*** Opening Selected extract ***

The fact that she internalizes that by blaming herself is also something that should be revealed in a way that has immediacy and impact, rather than laid out as back story.
I also think you should trim back the fragments and cliches. These things may be organic to the voice, but you'll find you can cut back quite a bit on the colloquialisms and still preserve that essence.
The good news is that I don't see the clunky phrases and malapropisms that tend to show up in a lot of novice writers' pages. I think you've got a good ear for language and strong fundamentals on the sentence level. If you improve the narrative structure, this could be really sharp.
Posted by: Dan | June 28, 2010 at 10:22 AM
Really great prologue. As others have said, the first chapter doesn't live up to it although the writing is competent enough that I would give it at least a little more time to develop.
Posted by: JR Tomlin | June 28, 2010 at 01:20 PM
I don't think there's anything more to add on from what others have said.
The prologue pulls me in and makes me want to read more. So, I would give it a second chance, and find a place in the book where the exposition and back story stops.
I really would love to know why the girl isn't sure if she's the one who has killed her Mother or not. The prologue seems to make for a really good story, well done.
Posted by: Ryan. W | June 28, 2010 at 06:53 PM
I thought the main character sounded confused. She is contradicting himself by saying that her mom died in childbirth, which is a definite statement of fact, and then saying that she is looking for her mom's killer. It makes me think that the MC has rather a loose grip on reality, and that this is going to be a psychological novel about a emotionally retarded teenager coming to grips with her lack of a mother figure.
Which sounds rather dreary to me, but I know that there are people who really like that kind of book. I just wanted you to know how I interpreted it. There is an interesting story question in why the MC feels so emotionally abandoned even with her father and grandparents around, and why she feels the need to save everyone by finding out the truth. Save them from what? Clearly this stress she is under is not just affecting her. So that might make me curious enough to read a little further.
Posted by: Christine H | June 29, 2010 at 03:44 AM
Apparently I, too, am confused. I meant "herself" not "himself".

*** Closing Selected extract ***

What to work on>
(1) In the comment thread, what does Christine H say the main character states about how her mom died?
(2) Resume the comment thread after its last sentence.
The lines that come next are from a different source than the comment thread.

*** Opening Available data ***

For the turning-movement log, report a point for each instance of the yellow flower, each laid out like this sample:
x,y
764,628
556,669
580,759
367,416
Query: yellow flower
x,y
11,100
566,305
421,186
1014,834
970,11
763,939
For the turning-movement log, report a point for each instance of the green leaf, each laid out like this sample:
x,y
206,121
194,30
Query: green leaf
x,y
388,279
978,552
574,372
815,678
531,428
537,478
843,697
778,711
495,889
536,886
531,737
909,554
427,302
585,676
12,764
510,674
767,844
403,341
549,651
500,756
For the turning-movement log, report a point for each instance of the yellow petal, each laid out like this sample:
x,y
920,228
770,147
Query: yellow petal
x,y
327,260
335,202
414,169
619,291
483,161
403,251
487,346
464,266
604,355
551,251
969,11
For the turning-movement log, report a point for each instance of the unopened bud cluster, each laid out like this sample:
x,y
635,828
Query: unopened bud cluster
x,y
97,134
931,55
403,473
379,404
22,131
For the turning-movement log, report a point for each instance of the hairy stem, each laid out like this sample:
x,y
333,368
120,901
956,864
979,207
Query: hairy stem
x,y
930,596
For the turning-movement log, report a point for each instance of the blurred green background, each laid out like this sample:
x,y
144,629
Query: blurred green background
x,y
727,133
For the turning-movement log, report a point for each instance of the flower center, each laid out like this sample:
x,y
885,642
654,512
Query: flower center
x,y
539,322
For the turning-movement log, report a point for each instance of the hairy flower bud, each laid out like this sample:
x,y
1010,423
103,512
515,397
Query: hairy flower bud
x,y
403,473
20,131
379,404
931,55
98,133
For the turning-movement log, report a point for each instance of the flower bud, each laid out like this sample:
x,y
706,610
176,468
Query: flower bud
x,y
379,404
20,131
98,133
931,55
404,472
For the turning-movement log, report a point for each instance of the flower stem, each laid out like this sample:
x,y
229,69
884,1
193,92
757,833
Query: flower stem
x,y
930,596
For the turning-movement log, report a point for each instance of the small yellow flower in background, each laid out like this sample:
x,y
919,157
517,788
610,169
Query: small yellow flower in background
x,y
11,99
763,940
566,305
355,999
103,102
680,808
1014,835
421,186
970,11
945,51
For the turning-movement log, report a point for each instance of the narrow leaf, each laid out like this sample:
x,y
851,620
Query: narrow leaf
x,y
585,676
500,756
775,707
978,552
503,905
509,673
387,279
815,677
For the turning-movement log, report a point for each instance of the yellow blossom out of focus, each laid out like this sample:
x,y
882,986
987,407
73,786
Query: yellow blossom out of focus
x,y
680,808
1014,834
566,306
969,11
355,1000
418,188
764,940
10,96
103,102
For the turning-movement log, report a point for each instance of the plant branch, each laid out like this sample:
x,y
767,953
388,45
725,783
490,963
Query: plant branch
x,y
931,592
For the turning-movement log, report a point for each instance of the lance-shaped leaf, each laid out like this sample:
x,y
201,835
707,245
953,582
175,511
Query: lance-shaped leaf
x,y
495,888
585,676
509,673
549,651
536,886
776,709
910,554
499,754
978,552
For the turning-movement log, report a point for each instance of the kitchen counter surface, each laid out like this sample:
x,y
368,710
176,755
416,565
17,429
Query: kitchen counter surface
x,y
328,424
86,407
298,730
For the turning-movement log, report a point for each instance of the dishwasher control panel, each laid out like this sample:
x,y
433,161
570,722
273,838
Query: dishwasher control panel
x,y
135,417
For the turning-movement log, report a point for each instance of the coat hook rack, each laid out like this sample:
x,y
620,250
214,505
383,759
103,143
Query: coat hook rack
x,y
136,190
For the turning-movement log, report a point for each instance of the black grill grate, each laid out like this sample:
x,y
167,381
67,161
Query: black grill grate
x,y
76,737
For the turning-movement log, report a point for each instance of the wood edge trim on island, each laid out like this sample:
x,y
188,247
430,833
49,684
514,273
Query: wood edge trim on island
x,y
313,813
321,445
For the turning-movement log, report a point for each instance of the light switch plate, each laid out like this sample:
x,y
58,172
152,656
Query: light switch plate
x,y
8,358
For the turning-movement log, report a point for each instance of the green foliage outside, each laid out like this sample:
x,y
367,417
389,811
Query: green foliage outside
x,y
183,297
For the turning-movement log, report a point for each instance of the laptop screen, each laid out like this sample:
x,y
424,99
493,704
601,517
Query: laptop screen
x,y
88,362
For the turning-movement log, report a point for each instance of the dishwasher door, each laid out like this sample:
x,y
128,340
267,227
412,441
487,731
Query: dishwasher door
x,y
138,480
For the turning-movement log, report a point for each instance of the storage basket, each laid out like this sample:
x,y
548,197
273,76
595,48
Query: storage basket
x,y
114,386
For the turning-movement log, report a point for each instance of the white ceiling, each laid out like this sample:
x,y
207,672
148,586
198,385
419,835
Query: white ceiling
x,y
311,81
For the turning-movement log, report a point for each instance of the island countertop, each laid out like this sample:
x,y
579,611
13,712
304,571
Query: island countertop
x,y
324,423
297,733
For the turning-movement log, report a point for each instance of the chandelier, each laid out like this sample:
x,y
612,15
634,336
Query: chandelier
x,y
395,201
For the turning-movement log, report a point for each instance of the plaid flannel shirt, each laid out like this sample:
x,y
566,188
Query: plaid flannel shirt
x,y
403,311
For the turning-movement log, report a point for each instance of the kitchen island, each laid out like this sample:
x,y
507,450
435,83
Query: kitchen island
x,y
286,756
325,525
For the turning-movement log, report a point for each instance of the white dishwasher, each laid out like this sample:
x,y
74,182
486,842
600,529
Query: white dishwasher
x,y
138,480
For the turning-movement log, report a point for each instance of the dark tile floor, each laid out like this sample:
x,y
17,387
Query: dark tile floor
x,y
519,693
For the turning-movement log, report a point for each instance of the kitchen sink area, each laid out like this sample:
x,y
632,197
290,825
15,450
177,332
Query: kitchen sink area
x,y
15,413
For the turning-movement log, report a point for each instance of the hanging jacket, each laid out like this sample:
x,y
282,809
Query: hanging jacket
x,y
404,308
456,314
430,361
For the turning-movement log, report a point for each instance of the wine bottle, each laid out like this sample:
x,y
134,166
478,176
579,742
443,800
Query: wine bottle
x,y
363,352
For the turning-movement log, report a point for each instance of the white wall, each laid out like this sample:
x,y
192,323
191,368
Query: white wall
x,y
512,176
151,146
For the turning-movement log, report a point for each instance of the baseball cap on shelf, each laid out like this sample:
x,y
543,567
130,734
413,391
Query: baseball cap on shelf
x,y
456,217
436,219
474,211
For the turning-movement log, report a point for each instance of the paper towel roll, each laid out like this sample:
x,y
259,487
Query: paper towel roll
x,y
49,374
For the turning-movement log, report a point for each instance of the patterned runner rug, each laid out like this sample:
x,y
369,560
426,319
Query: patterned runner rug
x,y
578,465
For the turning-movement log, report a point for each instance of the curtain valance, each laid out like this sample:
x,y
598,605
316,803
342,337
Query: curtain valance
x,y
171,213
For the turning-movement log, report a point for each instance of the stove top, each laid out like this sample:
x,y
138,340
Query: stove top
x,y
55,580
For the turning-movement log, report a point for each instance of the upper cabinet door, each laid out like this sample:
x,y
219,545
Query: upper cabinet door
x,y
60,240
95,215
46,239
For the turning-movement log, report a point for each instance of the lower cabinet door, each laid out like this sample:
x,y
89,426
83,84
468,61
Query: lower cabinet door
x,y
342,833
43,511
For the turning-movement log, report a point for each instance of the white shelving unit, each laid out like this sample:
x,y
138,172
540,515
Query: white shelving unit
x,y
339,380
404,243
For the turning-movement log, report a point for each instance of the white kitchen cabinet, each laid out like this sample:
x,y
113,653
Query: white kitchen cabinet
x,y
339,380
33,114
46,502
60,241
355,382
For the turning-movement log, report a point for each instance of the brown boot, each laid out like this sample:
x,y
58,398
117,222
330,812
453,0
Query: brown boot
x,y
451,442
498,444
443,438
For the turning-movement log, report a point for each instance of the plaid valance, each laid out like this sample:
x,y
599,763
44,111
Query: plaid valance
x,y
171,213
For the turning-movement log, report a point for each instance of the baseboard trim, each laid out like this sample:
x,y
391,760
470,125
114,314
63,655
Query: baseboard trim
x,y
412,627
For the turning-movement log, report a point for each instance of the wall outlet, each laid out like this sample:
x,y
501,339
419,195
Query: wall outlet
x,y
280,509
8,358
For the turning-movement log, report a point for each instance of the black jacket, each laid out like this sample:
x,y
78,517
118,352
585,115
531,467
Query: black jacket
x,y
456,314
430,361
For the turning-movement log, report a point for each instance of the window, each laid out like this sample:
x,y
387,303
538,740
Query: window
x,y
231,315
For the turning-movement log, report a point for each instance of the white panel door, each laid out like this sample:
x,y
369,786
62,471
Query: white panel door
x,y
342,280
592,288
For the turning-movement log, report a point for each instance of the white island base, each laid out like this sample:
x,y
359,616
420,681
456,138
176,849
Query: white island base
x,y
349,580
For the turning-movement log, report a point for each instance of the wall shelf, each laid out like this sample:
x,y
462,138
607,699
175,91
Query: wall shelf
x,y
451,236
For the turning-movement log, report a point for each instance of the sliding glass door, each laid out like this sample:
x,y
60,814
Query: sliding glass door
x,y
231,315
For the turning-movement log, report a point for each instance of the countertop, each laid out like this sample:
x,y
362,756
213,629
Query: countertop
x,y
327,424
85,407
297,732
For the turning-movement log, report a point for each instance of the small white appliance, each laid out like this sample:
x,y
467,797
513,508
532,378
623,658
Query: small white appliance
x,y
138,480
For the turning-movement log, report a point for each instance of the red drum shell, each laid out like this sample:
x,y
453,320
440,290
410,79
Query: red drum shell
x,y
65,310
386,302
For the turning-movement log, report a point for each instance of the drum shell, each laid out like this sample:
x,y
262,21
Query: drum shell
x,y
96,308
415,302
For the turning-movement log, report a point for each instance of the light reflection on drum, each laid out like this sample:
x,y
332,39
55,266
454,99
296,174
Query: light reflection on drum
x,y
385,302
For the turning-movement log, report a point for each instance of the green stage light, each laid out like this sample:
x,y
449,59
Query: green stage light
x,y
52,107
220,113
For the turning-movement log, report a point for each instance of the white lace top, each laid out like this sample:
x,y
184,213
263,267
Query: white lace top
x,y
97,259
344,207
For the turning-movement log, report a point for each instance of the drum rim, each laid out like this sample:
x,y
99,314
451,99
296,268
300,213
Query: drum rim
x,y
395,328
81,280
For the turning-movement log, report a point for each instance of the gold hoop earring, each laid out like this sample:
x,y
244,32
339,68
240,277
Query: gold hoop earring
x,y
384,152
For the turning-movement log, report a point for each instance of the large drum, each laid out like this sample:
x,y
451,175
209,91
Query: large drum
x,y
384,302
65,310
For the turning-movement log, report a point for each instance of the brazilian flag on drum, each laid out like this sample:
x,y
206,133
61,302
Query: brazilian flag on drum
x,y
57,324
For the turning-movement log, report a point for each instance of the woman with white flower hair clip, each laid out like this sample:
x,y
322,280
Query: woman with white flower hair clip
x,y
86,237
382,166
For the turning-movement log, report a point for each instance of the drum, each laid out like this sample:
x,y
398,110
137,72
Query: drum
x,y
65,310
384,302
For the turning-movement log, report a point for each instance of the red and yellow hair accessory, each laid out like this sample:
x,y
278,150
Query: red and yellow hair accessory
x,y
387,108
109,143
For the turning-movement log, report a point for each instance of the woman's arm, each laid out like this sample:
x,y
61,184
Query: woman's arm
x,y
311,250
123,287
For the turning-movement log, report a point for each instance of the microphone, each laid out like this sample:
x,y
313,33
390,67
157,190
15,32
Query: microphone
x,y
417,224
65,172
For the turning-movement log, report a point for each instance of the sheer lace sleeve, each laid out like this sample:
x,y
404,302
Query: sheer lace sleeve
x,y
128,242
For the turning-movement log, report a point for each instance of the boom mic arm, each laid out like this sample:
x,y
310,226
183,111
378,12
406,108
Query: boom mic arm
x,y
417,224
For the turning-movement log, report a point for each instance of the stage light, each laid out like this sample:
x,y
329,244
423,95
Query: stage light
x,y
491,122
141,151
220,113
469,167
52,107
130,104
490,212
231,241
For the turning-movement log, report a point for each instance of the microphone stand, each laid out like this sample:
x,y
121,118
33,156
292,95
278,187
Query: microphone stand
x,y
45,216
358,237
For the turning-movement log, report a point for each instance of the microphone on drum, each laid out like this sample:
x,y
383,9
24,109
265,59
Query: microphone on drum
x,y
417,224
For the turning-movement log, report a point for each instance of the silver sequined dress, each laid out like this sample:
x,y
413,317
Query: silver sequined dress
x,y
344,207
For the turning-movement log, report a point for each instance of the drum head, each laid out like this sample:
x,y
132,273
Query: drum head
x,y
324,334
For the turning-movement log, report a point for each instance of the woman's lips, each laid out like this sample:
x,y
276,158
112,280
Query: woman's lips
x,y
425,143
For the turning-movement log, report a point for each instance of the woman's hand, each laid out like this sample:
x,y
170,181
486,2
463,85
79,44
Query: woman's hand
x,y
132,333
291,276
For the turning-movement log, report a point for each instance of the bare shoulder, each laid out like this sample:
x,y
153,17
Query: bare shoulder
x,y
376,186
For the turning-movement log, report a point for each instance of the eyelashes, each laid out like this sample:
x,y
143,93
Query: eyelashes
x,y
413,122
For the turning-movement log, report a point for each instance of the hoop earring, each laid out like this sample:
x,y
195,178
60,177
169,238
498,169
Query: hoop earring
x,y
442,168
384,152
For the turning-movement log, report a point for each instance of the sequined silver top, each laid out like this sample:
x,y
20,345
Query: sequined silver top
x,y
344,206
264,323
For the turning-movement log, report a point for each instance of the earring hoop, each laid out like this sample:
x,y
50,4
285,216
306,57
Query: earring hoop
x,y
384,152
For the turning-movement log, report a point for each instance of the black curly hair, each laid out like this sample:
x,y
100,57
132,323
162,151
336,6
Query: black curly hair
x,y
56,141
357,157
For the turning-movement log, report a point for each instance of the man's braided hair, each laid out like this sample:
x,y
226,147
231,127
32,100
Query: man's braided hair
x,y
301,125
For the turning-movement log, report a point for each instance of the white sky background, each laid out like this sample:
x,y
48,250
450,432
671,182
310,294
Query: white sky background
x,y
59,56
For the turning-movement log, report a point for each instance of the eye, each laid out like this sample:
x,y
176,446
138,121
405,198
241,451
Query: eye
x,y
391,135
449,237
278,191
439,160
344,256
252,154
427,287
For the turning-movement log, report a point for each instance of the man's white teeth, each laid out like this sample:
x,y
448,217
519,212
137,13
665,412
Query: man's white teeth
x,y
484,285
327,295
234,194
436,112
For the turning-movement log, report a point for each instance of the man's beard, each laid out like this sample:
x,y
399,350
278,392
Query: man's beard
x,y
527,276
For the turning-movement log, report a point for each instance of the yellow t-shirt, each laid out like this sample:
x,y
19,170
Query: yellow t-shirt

*** Closing Available data ***

Numbered answers>
(1) She says her mom died in childbirth.

(2)
Posted by: Christine H | June 29, 2010 at 03:46 AM
I agree with the previous comments. The prologue really caught my interest, as it presents a compelling conflict. And you give me an immediate sense of the narrator, a young girl who feels guilt for something she could not control and feels emotionally punished by her family. And maybe she doesn't have a strong grasp of reality as a result. However, as others have noted, the beginning of chapter 1 loses that urgency.
GLJ
Posted by: glj | June 29, 2010 at 09:04 AM
I agree with the rest. Really excellent prologue and a dull chapter beginning.
Posted by: Bernita | July 02, 2010 at 02:44 PM
After musing on this for a while, I wondered if there was some way that the mother could have been murdered while in the hospital. Poison in the i.v., or too much anesthetic. If that is what Lily is thinking, then it would be intriguing, but we'd need to know right away that there was some kind of basis for her suspicion. And who might have a reason to kill her mother.
Perhaps I've just watched too many reruns of "Diagnosis: Murder" with my grandmom.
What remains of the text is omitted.